Please reproduce every one of the entries below word for word, leaving out the pictures.

-- start Records for this task --

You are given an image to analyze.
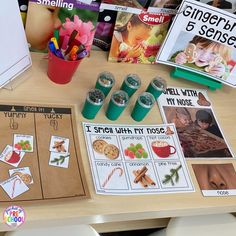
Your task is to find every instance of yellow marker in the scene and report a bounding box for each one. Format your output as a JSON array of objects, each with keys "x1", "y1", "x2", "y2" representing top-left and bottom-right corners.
[
  {"x1": 51, "y1": 37, "x2": 59, "y2": 49},
  {"x1": 69, "y1": 45, "x2": 79, "y2": 54}
]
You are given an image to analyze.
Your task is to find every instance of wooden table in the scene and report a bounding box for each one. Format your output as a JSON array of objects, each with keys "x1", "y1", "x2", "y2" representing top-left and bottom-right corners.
[{"x1": 0, "y1": 51, "x2": 236, "y2": 232}]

-- end Records for this task --

§ Final result
You are given an image to analyze.
Your task is to find every instance of yellow marker in the scene and report a bounding box for each one. Format your output as a JSON array of objects, each with keys "x1", "y1", "x2", "y2" representing top-left and bottom-right corners.
[
  {"x1": 51, "y1": 37, "x2": 59, "y2": 49},
  {"x1": 69, "y1": 45, "x2": 79, "y2": 54}
]
You are given an image to analyze.
Your task is to find every instance of wooden table in the scene and report a bounding box for each one. Format your output as a JSON array of objects, each with keys "x1", "y1", "x2", "y2" representing top-left and bottom-right corners.
[{"x1": 0, "y1": 51, "x2": 236, "y2": 232}]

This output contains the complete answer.